Reproduce every row below verbatim, but leave the pictures out.

(DATASET ROWS)
:::::
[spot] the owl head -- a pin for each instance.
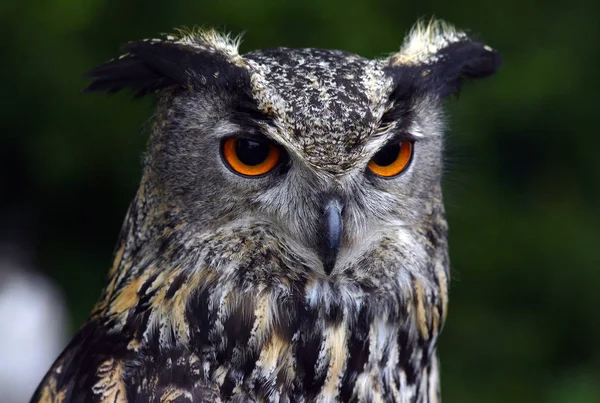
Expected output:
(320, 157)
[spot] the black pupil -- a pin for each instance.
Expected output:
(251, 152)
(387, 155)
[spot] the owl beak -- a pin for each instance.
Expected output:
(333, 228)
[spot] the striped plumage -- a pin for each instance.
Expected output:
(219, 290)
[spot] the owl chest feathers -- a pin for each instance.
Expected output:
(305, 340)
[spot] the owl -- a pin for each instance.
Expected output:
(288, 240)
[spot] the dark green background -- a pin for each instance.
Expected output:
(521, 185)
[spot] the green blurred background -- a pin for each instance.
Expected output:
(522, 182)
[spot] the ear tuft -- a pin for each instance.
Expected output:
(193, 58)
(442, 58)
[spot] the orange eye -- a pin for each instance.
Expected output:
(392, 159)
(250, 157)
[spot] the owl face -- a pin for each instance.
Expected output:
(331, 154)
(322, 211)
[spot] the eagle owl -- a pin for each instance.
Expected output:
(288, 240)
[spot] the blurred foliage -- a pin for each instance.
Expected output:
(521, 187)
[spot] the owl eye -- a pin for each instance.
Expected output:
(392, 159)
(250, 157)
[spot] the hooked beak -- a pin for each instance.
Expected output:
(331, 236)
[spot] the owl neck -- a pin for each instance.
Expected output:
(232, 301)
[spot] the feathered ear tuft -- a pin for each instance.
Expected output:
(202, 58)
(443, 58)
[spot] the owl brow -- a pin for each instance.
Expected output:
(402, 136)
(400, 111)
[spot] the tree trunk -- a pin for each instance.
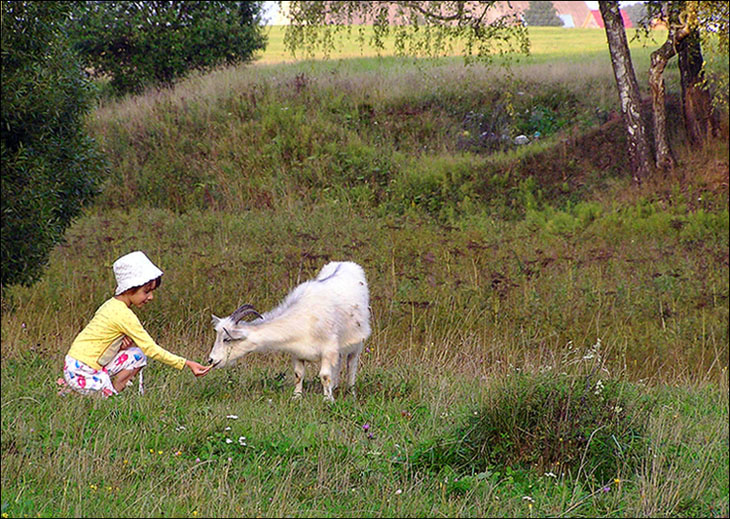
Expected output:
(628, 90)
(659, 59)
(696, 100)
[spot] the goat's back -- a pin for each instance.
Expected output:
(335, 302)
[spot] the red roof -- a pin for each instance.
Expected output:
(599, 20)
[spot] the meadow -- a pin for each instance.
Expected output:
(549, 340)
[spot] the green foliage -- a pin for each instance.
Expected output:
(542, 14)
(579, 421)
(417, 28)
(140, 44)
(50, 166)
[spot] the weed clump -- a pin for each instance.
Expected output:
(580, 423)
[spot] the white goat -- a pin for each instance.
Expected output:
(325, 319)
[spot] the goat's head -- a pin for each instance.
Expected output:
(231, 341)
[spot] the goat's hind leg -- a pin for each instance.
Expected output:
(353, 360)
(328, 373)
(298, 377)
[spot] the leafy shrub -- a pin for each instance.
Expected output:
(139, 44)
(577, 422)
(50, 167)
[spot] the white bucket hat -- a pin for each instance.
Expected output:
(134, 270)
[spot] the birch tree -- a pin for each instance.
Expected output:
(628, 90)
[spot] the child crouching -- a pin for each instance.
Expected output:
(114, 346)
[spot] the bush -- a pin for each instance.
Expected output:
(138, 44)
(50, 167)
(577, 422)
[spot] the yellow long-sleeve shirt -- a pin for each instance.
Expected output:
:::::
(ANSWER IN FULL)
[spot] the owl head -- a pin for each instance.
Expected output:
(320, 157)
[spot] the black pupil -- a pin for each instance.
Expected output:
(251, 152)
(387, 155)
[spot] the owl beak -- a pin for each instance.
Expected output:
(333, 228)
[spot] the striped plumage -- a pin for each instance.
Expected output:
(219, 290)
[spot] the owl chest feathers -- a pin for each instance.
Expected output:
(305, 340)
[spot] the owl -- a pin for each instance.
Expected output:
(288, 240)
[spot] the dark green background -- a pin for each instance.
Expected output:
(521, 185)
[spot] the green blurred background -- a pin for each instance.
Expected output:
(522, 182)
[spot] the ear tuft -- a pin for each instance.
Expected output:
(193, 58)
(442, 58)
[spot] the orange eye -- a pin for each instance.
Expected output:
(392, 159)
(250, 157)
[spot] the owl face -- a pin for each instance.
Expected output:
(331, 154)
(322, 211)
[spot] the eagle owl -- a pin for each instance.
Expected output:
(288, 240)
[spot] the blurred foliage -- a pin for each instance.
Expected output:
(521, 187)
[spot] the owl eye -- a pin for each instance.
Expected output:
(392, 159)
(250, 157)
[spot] the hooked beak -- a pin for each instance.
Expected output:
(331, 236)
[spot] the owl neck -- a pin for each instance.
Expected output:
(232, 301)
[spot] the feathered ear tuft -- a pin for each instance.
Expected output:
(202, 58)
(443, 58)
[spot] the owl brow -- a pin for each instance.
Expected output:
(402, 136)
(400, 111)
[spot] the tree trunk -- a pin for each instance.
Expected output:
(628, 90)
(659, 59)
(696, 100)
[spot] the goat's back -- a pin for each instance.
Expected output:
(335, 302)
[spot] the red roof -- a pin for each instance.
Expected output:
(599, 20)
[spot] the meadow -- a pin for each instance.
Expected output:
(549, 340)
[spot] the green foliage -- a pin for each instance.
Expected output:
(542, 14)
(579, 421)
(417, 28)
(140, 44)
(50, 166)
[spot] the weed clump -- a pin for each instance.
Expected output:
(580, 423)
[spot] the white goat -- a pin for each instance.
Expected output:
(325, 319)
[spot] the goat's head -- a pin for each instance.
Expected output:
(231, 341)
[spot] the goat's hind leg -- a pin for each instance.
Expected output:
(353, 360)
(328, 373)
(298, 377)
[spot] the leafy shrub -- a pin for each instance.
Expected output:
(139, 44)
(577, 422)
(50, 167)
[spot] the white bucket hat -- a pin for each instance.
Expected output:
(134, 270)
[spot] the birch tree -- a pin for each instance.
Expected output:
(628, 90)
[spot] the child crouching -- a pin for each instance.
Expected output:
(114, 346)
[spot] the bush -- a pin for each instance.
Expected output:
(138, 44)
(50, 167)
(577, 422)
[spot] the yellow long-sleeve shirt -- a pin for each instance.
Expected output:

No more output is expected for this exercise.